* [Available records]
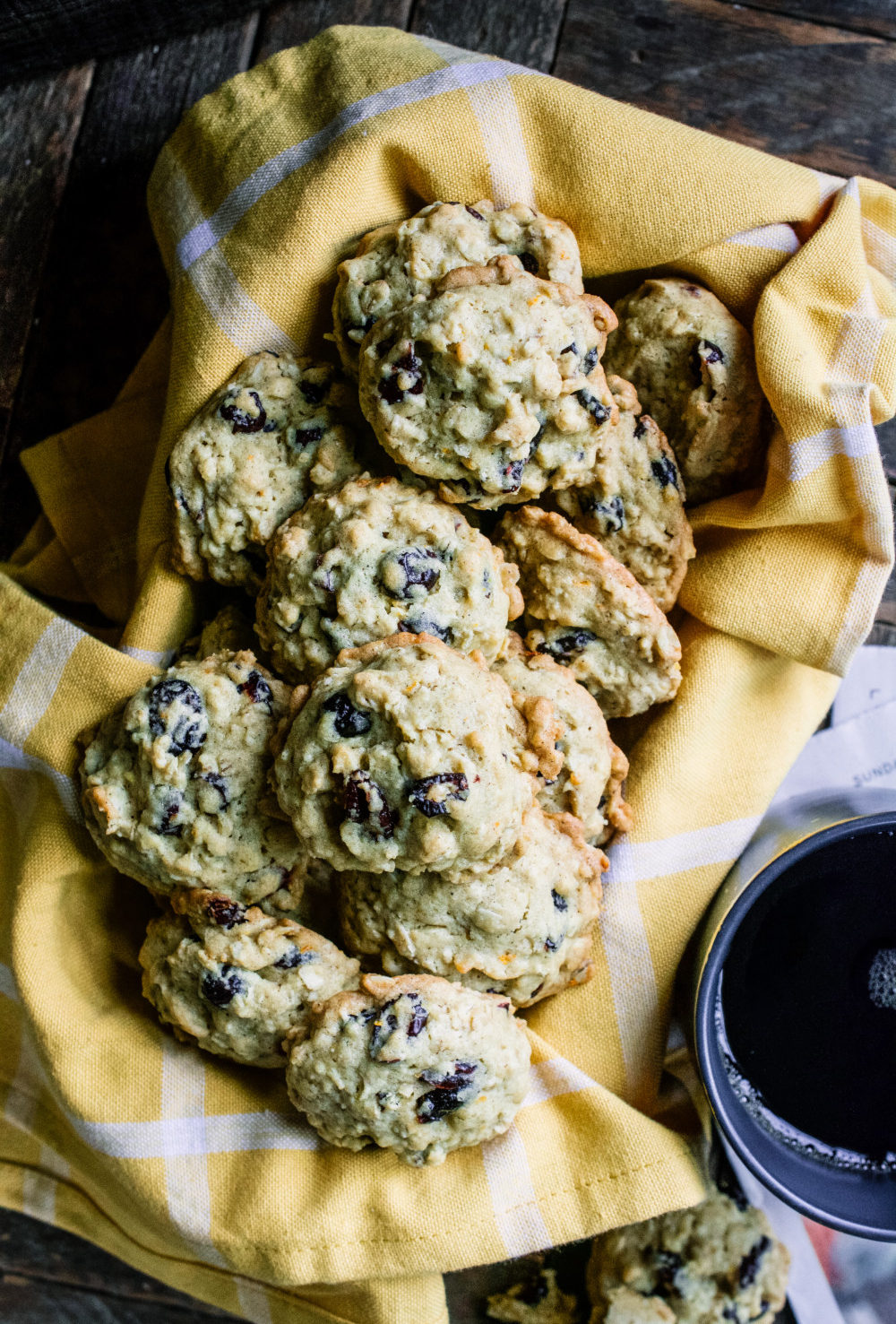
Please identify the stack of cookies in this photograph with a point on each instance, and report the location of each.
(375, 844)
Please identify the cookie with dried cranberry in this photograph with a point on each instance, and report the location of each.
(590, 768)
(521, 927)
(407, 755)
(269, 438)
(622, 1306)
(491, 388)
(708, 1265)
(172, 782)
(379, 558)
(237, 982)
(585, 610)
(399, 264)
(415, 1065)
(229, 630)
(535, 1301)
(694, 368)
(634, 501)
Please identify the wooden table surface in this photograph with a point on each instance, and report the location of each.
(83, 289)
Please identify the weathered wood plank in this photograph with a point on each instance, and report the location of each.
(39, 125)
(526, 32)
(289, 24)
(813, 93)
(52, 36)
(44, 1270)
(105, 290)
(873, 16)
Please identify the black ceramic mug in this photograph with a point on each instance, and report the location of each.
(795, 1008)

* [Problem details] Starting with the line containing "Please identify the weathered" and going through the end of the records, rewrite those lines with "ceramic" swapped for "glass" and nothing else altered.

* [Solution for this task]
Please identify the weathered wood plank in this photograph with a point on each instance, and report the location of each.
(39, 125)
(526, 32)
(289, 24)
(813, 93)
(52, 36)
(44, 1270)
(105, 290)
(873, 16)
Please identify the black glass mug in this photograph with a point on each instance, and report the location of each.
(795, 1008)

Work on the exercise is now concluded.